• Task statement: Your response should consist solely of the lines from the one containing "the green sweater" through the final line of the entries, repeated exactly.

(Data provided Opens)

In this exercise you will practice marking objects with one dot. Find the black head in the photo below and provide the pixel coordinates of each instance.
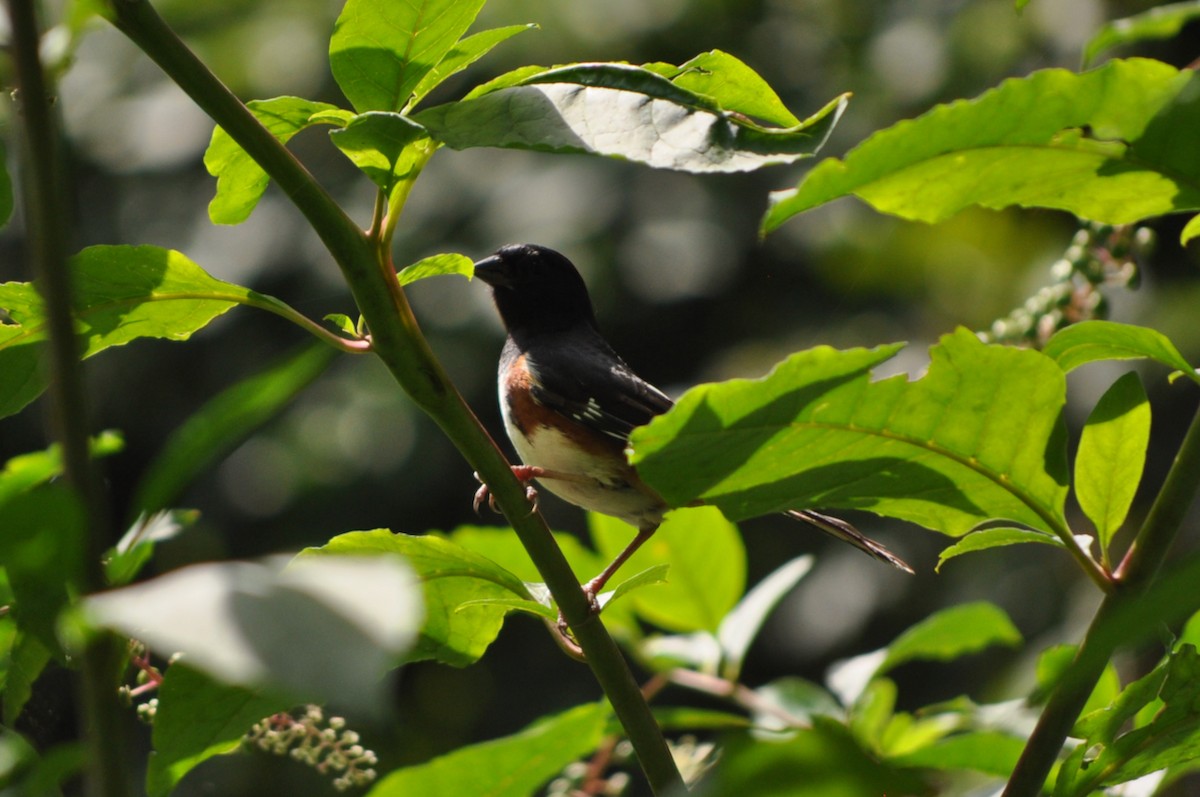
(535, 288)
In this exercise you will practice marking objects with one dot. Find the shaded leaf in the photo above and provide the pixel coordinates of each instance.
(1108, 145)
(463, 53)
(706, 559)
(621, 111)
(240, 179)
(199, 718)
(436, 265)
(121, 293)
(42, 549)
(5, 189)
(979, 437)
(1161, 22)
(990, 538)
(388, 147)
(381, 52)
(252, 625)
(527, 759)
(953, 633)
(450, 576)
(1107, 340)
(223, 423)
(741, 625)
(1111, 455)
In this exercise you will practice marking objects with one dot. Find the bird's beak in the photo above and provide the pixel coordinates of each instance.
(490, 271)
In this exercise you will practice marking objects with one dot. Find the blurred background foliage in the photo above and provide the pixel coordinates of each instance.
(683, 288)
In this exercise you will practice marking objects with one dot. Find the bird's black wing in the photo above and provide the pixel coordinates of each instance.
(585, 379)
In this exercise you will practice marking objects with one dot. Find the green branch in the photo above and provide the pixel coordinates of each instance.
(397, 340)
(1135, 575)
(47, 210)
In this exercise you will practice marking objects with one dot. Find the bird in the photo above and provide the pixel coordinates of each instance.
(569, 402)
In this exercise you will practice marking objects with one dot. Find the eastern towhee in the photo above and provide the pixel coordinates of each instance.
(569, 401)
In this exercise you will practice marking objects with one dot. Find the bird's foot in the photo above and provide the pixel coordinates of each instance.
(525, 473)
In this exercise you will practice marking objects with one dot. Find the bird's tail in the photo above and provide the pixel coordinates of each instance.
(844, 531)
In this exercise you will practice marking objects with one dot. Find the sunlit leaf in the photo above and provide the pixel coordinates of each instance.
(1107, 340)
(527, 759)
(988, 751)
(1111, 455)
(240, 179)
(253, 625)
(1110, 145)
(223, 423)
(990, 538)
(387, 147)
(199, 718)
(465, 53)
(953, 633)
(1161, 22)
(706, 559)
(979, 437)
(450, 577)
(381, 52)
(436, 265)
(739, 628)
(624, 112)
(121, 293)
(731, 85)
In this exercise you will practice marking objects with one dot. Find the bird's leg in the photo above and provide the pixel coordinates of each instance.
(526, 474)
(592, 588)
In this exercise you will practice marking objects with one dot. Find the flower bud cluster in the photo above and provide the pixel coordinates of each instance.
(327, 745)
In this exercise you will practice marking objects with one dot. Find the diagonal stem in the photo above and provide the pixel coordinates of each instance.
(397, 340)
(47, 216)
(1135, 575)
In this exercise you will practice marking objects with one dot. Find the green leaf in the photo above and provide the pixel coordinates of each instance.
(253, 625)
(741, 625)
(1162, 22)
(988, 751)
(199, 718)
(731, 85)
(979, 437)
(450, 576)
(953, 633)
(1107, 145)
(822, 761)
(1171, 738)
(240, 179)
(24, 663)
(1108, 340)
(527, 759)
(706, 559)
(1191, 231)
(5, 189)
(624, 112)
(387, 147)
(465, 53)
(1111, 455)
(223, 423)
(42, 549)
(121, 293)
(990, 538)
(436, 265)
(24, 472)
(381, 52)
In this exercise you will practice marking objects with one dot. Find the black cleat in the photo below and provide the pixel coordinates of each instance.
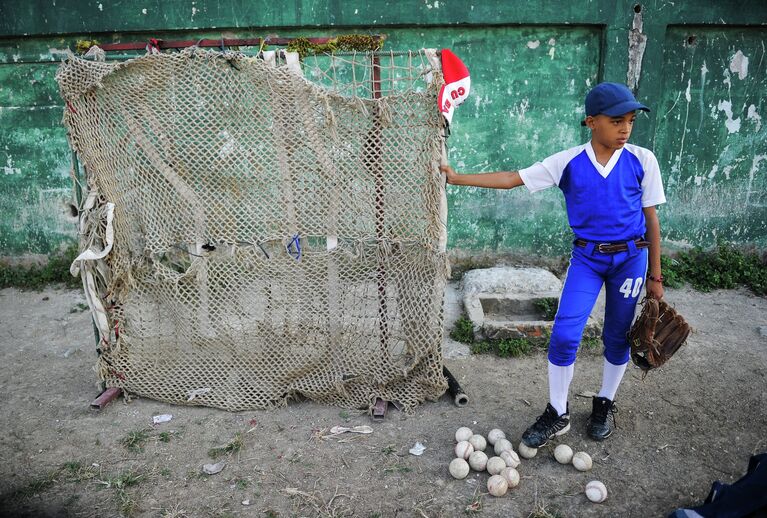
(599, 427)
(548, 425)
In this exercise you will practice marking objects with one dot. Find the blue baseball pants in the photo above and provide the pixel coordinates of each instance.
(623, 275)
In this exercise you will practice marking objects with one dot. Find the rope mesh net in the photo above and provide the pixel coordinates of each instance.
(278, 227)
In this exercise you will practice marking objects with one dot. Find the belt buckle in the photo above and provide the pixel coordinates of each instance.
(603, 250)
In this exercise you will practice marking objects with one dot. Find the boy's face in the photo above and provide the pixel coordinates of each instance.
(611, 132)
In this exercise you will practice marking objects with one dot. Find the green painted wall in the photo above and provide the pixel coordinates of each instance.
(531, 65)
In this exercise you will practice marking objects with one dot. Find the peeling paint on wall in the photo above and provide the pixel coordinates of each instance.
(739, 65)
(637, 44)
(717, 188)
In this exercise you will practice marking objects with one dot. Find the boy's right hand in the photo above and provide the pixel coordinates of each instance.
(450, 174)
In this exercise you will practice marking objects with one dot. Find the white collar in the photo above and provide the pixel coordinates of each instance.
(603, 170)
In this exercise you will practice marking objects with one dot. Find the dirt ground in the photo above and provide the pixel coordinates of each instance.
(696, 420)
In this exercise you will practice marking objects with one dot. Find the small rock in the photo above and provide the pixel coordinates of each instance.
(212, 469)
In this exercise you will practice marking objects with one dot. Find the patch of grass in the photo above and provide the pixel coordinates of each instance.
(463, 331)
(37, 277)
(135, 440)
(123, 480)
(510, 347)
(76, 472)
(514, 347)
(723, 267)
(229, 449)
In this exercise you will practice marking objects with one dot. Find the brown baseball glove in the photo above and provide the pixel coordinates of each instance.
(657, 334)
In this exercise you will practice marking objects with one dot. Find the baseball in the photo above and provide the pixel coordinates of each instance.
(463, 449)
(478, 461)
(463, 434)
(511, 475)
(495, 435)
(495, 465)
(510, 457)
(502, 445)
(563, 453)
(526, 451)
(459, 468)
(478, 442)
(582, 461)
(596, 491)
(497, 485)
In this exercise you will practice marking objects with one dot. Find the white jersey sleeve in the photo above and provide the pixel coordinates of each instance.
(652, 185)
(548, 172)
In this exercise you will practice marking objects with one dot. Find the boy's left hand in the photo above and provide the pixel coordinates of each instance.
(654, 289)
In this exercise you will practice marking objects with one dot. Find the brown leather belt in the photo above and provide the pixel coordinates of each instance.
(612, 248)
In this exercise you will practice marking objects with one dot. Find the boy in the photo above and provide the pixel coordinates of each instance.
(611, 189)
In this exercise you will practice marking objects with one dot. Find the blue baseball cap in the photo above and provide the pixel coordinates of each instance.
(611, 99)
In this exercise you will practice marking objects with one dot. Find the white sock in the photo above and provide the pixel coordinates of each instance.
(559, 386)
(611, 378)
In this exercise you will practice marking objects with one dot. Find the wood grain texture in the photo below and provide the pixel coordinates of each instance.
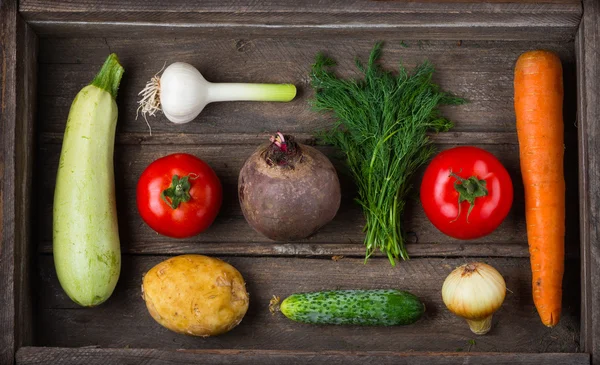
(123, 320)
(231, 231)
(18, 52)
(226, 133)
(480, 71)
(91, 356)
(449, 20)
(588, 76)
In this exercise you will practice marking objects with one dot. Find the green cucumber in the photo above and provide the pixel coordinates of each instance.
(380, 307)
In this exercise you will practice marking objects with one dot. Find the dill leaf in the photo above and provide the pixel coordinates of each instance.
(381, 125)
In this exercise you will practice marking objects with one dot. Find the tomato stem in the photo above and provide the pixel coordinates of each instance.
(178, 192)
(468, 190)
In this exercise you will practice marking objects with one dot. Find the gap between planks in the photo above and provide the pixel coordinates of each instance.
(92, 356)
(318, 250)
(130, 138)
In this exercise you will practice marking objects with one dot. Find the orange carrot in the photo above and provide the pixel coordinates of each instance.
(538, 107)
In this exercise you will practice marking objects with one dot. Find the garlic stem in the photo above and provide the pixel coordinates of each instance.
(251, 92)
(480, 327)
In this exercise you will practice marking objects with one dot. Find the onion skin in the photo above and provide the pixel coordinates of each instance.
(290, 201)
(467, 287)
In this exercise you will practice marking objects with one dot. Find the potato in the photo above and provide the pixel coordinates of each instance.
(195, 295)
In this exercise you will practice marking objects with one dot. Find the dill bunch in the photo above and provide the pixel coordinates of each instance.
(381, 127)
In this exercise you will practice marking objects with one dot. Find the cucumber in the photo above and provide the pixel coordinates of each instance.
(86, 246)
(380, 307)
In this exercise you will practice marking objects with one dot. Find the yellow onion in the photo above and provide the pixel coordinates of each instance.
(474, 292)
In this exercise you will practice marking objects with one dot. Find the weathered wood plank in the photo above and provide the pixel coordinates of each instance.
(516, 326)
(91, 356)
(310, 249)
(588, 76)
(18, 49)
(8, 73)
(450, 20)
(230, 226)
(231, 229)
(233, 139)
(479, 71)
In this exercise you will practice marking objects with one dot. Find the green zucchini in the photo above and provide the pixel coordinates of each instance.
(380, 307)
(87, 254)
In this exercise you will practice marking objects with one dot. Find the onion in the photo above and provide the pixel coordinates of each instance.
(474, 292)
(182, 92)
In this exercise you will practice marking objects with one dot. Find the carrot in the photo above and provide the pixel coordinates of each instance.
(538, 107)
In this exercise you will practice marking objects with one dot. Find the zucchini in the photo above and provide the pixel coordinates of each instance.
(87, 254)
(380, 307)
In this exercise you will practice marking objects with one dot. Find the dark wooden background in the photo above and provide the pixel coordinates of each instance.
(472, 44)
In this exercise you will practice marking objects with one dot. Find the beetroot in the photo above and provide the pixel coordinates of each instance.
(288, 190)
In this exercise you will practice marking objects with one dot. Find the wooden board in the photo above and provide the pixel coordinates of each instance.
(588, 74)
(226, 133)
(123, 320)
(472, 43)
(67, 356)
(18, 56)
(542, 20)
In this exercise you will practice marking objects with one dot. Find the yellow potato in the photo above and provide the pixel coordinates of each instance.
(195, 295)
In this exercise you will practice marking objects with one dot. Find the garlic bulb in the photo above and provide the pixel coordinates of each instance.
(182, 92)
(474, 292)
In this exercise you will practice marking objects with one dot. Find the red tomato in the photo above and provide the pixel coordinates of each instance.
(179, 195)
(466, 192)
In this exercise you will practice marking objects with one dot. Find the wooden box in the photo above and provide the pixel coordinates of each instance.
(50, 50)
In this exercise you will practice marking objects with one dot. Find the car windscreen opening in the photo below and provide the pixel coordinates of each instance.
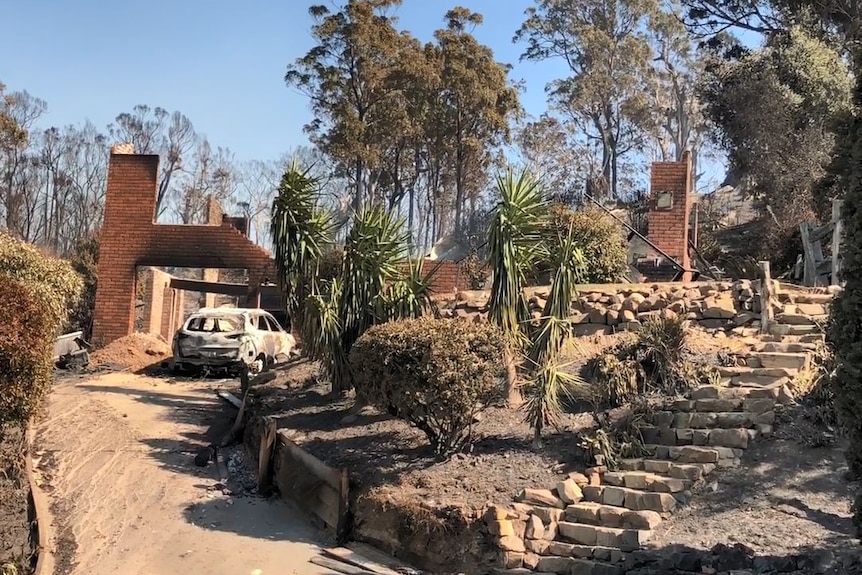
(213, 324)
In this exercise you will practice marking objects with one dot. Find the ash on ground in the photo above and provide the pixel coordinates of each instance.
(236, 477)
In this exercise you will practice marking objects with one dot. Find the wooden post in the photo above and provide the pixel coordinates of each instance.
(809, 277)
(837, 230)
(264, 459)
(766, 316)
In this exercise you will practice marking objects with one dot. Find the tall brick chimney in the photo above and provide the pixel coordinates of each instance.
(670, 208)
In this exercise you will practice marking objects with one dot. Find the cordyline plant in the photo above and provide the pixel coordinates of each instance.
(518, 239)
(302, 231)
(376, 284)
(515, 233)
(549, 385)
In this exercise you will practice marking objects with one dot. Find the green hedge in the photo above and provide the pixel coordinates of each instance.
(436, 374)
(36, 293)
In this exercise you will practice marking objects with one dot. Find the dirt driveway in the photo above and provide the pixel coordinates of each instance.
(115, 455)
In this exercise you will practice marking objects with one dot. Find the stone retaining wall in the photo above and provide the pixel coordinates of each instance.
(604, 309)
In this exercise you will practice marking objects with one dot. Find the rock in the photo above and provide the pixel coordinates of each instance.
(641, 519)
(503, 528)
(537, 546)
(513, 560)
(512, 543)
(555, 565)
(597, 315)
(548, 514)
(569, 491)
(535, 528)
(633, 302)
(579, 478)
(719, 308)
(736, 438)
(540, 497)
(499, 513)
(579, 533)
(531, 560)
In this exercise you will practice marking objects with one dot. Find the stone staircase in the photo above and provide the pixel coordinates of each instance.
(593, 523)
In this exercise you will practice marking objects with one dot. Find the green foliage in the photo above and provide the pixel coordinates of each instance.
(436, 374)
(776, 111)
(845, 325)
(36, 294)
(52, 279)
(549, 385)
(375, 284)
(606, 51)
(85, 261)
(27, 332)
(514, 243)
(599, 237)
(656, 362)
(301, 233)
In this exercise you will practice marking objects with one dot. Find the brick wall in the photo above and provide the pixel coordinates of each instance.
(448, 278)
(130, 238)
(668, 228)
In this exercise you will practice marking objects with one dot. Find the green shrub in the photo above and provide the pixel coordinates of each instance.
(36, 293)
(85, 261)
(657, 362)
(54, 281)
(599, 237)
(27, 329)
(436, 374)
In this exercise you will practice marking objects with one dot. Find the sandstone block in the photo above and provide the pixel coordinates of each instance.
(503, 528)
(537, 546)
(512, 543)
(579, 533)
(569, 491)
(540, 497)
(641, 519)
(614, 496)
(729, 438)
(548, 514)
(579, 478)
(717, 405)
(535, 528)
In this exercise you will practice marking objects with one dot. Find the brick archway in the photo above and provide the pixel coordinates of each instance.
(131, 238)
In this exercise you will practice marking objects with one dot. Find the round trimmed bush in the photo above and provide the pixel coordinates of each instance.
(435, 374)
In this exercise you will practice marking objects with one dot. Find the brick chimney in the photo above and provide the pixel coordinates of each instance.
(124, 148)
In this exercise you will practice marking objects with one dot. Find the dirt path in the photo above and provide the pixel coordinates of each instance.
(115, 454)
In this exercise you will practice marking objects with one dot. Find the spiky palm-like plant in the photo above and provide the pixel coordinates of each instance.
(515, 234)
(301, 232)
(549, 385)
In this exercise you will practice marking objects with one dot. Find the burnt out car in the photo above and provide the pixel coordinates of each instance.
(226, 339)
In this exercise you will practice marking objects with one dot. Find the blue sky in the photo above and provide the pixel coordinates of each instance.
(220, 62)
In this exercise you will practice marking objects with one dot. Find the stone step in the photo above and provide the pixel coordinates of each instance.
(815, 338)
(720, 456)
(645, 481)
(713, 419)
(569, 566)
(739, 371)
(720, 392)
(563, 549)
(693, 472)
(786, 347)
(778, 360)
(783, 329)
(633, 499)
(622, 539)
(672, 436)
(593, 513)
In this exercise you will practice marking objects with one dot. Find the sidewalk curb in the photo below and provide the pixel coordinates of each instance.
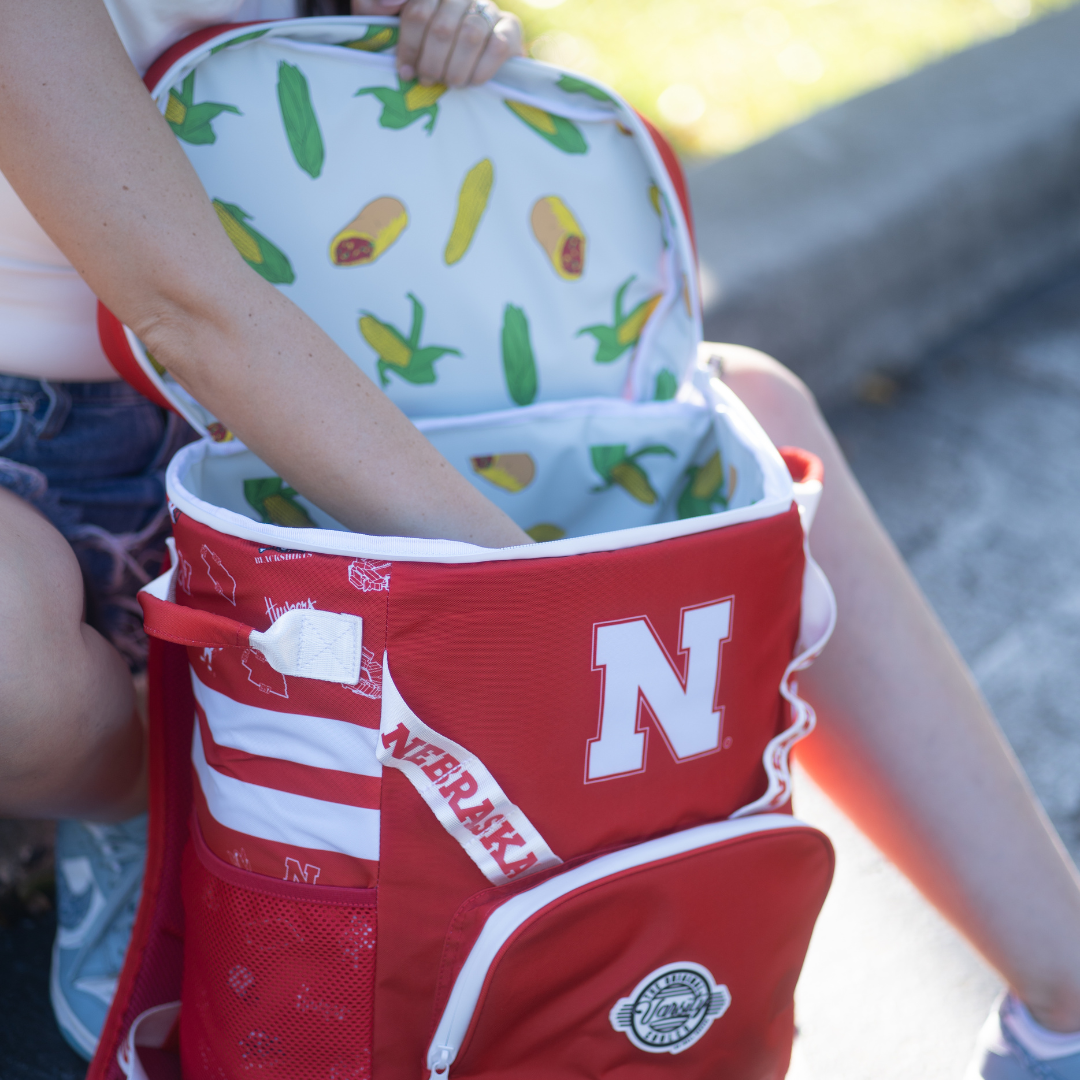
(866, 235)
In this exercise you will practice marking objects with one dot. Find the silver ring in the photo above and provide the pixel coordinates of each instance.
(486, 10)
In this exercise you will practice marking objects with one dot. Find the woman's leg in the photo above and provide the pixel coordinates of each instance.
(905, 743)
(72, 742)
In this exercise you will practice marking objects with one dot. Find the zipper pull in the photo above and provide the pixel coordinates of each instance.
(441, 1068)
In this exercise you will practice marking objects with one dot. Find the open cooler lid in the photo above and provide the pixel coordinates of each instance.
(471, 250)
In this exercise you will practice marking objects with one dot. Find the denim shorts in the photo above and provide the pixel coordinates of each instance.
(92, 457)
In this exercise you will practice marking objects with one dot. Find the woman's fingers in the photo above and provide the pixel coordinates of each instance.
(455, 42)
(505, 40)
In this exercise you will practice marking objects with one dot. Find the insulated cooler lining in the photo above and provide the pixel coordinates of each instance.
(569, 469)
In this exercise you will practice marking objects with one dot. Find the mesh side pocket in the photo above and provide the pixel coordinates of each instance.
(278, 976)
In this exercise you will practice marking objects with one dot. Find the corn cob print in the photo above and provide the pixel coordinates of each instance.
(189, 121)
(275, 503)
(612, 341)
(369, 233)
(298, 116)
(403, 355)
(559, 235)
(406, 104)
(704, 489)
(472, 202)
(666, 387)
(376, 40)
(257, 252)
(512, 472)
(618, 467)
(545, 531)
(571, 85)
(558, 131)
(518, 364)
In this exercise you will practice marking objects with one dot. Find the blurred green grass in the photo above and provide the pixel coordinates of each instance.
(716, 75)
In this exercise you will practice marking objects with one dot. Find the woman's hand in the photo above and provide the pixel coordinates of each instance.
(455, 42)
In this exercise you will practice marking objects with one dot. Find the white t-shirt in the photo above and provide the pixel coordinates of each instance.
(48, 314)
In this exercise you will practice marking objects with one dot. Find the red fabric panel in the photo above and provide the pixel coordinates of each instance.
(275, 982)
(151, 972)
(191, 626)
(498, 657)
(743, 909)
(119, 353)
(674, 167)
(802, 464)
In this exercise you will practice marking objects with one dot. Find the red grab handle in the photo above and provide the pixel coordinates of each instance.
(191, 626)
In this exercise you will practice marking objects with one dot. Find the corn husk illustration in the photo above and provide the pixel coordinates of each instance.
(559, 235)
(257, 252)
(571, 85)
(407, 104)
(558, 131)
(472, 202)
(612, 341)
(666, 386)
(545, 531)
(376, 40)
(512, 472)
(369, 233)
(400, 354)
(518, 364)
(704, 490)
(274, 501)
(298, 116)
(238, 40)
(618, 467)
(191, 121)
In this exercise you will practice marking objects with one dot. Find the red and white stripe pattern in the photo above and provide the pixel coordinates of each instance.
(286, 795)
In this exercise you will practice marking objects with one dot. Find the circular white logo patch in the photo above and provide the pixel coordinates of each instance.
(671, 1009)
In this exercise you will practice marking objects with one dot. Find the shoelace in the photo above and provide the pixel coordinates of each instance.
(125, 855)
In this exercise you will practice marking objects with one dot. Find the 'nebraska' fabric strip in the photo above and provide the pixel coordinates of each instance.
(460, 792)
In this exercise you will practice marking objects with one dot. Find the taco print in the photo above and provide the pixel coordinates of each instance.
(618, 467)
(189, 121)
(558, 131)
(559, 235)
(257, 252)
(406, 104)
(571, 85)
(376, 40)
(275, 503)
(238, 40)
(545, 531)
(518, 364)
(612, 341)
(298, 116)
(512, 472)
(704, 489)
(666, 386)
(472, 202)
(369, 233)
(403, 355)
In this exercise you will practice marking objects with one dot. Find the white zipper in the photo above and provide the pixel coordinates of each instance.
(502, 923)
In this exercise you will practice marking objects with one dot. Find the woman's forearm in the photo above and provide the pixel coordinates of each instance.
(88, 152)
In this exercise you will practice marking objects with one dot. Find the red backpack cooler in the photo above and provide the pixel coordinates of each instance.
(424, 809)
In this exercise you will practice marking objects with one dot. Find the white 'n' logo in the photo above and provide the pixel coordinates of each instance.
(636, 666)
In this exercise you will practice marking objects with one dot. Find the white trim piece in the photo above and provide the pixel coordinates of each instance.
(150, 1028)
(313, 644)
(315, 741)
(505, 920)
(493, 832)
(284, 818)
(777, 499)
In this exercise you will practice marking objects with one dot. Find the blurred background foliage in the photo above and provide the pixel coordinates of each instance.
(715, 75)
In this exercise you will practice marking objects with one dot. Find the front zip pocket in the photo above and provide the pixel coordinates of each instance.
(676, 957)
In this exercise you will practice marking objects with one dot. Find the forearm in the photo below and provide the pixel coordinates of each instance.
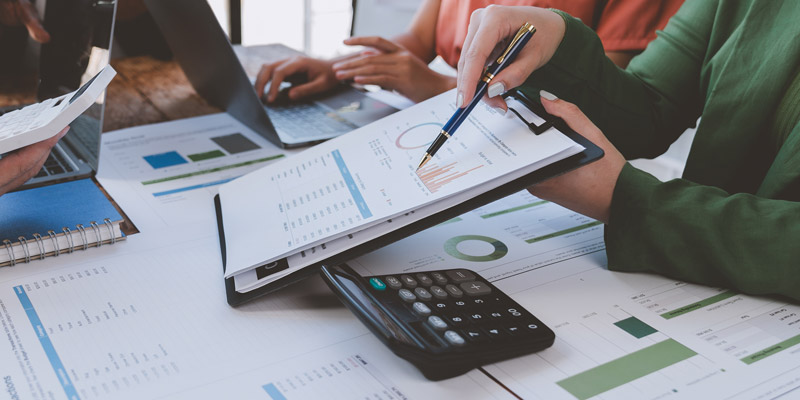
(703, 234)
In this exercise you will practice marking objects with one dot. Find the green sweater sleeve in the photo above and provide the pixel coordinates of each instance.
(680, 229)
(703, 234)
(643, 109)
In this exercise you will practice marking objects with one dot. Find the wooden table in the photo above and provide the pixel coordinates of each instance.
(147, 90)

(Data provided Closes)

• Written reply:
In this exercise you will practice marking objects with one dot. Find the green sweater sleeve in the photo above and provide the pixel coordinates of each instance.
(680, 229)
(703, 234)
(643, 109)
In this exercise you will practice marking objects with one dot. Find the wooden table in the photo above and provide the pixel coordinates of each instance.
(147, 90)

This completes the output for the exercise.